REQUISITOS DEL PROBLEMA.
¿Puedes transcribir, tal cual aparece en el texto de abajo sobre la violencia en la pareja, el pasaje que comienza en “En estos hundimientos, hay” y termina en “mucho más matizadas.”?

BLOQUE DE TEXTO.
- - - - - - -

En estos hundimientos, hay modalidades de ruptura más o menos dramáticas. En el peor extremo se hallan aquellas relaciones que desembocan en la violencia física, incluso en la muerte de uno a manos del otro. Estadísticamente, aquí son los varones quienes presentan una propensión abrumadoramente mayor a agredir e incluso asesinar a sus parejas o ex parejas por desavenencias o separaciones resistidas. Como es sabido, la altísima correlación entre violencia física y masculinidad excede al ámbito doméstico: basta recordar que en cualquier país del globo la población carcelaria se compone abrumadoramente de varones. En otras violencias domésticas, como la verbal, las tendencias son mucho más matizadas.

 

Tradicionalmente, el sistema judicial y la sociedad en general trataban la violencia física hacia la pareja como “crímenes pasionales” y manifestaban condescendencia hacia los victimarios, interpretándolos como sujetos presos de emociones incontrolables hacia el supuesto ser amado. Mas recientemente, con la emancipación de la mujer y la consolidación de los movimientos feministas, nos topamos con un combate contundente de esta línea interpretativa. Con el paradigma feminista, cada vez más en boga, estos delitos pasaron a considerarse “violencia de género” y los homicidios a llamarse “femicidios”, siendo inscriptos en el marco de estructuras de poder y de una división sexual del trabajo que consagran y reproducen la dominación masculina tanto en el ámbito público como privado.  Mientras en el viejo paradigma la fuente de la violencia doméstica era la pasión exacerbada, en el nuevo es la dominación despiadada (de allí la consigna “el machismo mata”).

 

Con la nueva perspectiva hay un aporte fundamental: el poder es incorporado explícitamente como un factor insoslayable para entender las violencias de pareja más problemáticas. Hay, al mismo tiempo, un problema decisivo con las versiones más dogmáticas de esta concepción. Al erradicar del todo el papel de la pasión en el fenómeno de la violencia doméstica, se desconoce o subestima la andanada de mecanismos e ideologías que incentivan a convertir a la pareja en el ámbito por excelencia de lo romántico y lo sensual. Ilustrando el poder social de la ideología de la pasión erótica, tenemos productos culturales de los más diversos: avisos de desodorantes, películas de Hollywood, promociones variopintas de San Valentín y melodías pegadizas que exigen al ser amado desde un “beso que dure hasta el lunes” hasta el cuerpo, la piel, el aliento, la sed, la niebla, la luz, la fuerza y el fuego o, en resumidas cuentas y al cantar de Gilda, “todo”.

- - - - - - -

MATERIAL PROPORCIONADO.

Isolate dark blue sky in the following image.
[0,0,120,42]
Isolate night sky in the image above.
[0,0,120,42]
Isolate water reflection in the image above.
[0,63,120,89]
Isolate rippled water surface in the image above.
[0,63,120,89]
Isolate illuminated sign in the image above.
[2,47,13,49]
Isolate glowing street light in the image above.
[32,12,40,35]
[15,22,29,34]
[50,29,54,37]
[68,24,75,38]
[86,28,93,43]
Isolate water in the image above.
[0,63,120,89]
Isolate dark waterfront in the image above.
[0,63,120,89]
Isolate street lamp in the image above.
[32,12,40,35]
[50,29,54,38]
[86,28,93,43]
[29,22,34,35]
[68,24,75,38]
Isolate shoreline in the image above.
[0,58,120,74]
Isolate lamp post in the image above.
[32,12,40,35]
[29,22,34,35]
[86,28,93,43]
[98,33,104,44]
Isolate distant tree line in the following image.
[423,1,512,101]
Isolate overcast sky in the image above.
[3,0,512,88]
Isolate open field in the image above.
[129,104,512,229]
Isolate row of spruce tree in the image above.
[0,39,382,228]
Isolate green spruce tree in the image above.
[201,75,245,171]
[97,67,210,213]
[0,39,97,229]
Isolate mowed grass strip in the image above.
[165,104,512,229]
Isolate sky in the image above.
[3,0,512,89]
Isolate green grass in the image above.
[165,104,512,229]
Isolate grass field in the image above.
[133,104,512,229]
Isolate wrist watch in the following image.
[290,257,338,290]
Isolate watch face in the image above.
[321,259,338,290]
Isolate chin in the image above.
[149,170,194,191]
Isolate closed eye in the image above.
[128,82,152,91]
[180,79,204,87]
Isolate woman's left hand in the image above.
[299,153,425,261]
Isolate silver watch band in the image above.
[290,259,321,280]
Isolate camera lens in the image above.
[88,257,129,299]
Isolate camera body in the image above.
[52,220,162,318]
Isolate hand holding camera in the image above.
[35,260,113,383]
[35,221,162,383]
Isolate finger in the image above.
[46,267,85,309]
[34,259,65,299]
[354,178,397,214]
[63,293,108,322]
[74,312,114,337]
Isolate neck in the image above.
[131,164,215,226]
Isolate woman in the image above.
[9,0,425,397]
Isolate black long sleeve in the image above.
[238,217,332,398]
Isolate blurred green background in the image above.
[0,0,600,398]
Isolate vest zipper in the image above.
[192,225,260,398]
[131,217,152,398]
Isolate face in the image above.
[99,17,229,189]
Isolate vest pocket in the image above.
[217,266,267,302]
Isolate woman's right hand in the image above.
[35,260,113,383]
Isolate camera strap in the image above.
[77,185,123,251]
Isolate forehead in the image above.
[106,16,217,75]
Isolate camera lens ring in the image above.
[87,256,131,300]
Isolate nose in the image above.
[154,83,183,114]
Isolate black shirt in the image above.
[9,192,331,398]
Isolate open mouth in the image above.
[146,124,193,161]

- - - - - - -

RESPUESTA COMPLETA.
En estos hundimientos, hay modalidades de ruptura más o menos dramáticas. En el peor extremo se hallan aquellas relaciones que desembocan en la violencia física, incluso en la muerte de uno a manos del otro. Estadísticamente, aquí son los varones quienes presentan una propensión abrumadoramente mayor a agredir e incluso asesinar a sus parejas o ex parejas por desavenencias o separaciones resistidas. Como es sabido, la altísima correlación entre violencia física y masculinidad excede al ámbito doméstico: basta recordar que en cualquier país del globo la población carcelaria se compone abrumadoramente de varones. En otras violencias domésticas, como la verbal, las tendencias son mucho más matizadas.